Uit te voeren opdrachten:
1) Wijzig het stuk van de tekst over betalingen door het FSO tussen "Betalingen door het" en "Belgische Staat overdragen.", beide inbegrepen, en geef het opnieuw met "Fonds" overal vervangen door "FSO".
2) Schrijf de tekst over betalingen door het FSO verder na de laatste zin.

Brontekst:
Betalingen door het FSO

Inhoudingen 

Het Fonds zal, vooraleer het overgaat tot het verlenen van zijn tussenkomst aan de werknemer, de nodige inhoudingen verrichten, zowel op het brutobedrag van de uit te betalen vergoeding, als op het nettobedrag. 

De bedragen die op het aanvraagformulier worden ingevuld, zijn, in principe, brutobedragen. Het Fonds is gehouden op deze brutobedragen de nodige inhoudingen te verrichten die opgelegd worden door de belastingswetgeving, de wetgeving betreffende de sociale zekerheid en eventueel door de collectieve arbeidsovereenkomsten die voorzien in aanvullende voordelen inzake sociale zekerheid. Het gaat om de persoonlijke sociale zekerheidsbijdragen en de bedrijfsvoorheffing. Het Fonds zal de inhoudingen aan de sociale zekerheidsinstellingen en/of aan de Belgische Staat overdragen. 

Patronale bijdragen door het FSO 

In de wet van 26 juni 2002 is uitdrukkelijk voorzien dat het Fonds voor bepaalde vergoedingen zelf de patronale bijdragen moet berekenen op het bedrag dat wordt betaald aan de werknemer en moet doorstorten aan de R.S.Z. of aan een ander instelling.

Gegeven informatie:
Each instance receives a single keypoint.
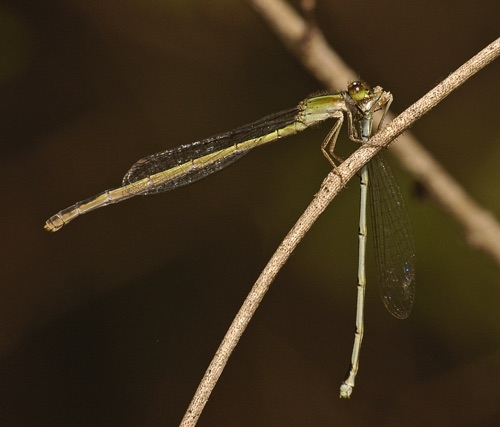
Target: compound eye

==

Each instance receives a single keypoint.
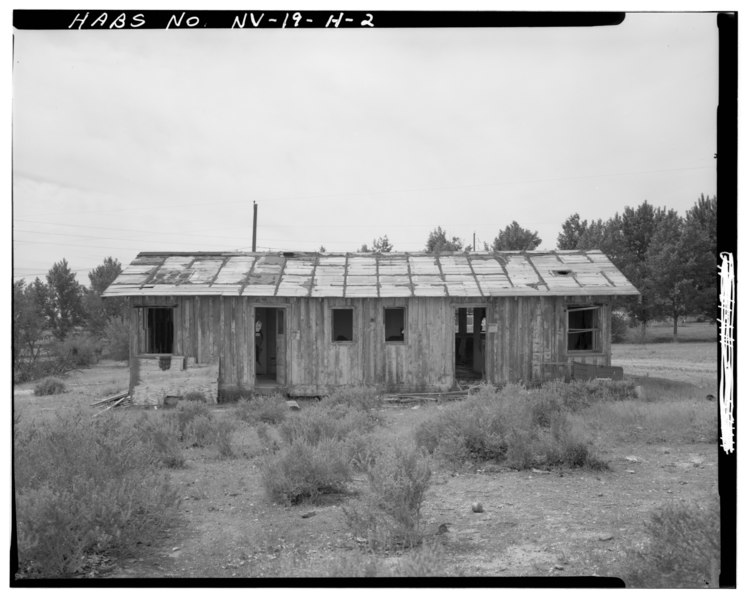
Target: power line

Antwoorden per opdracht:
1)
Betalingen door het FSO

Inhoudingen 

Het FSO zal, vooraleer het overgaat tot het verlenen van zijn tussenkomst aan de werknemer, de nodige inhoudingen verrichten, zowel op het brutobedrag van de uit te betalen vergoeding, als op het nettobedrag. 

De bedragen die op het aanvraagformulier worden ingevuld, zijn, in principe, brutobedragen. Het FSO is gehouden op deze brutobedragen de nodige inhoudingen te verrichten die opgelegd worden door de belastingswetgeving, de wetgeving betreffende de sociale zekerheid en eventueel door de collectieve arbeidsovereenkomsten die voorzien in aanvullende voordelen inzake sociale zekerheid. Het gaat om de persoonlijke sociale zekerheidsbijdragen en de bedrijfsvoorheffing. Het FSO zal de inhoudingen aan de sociale zekerheidsinstellingen en/of aan de Belgische Staat overdragen.

2)
Wijze betaling 

In principe worden de betalingen aan de werknemer, of aan zijn rechthebbenden per overschrijving verricht. 

Uitzonderlijk kunnen zij, op aanvraag van de werknemer of zijn rechthebbenden, door middel van een circulaire cheque worden verricht.  

Bij de uitbetaling door het Fonds zal de werknemer een afrekening ontvangen. 

Het Fonds is verplicht, in het jaar volgend op de betaling, het formulier 281.10 betreffende de bedrijfsvoorheffing te bezorgen aan de werknemer die een betaling heeft ontvangen (ook wel belastingsfiche genoemd). Op deze fiche wordt het belastbaar bedrag van alle vergoedingen betaald in het vorige kalenderjaar vermeld samen met hun bedrijfsvoorheffing.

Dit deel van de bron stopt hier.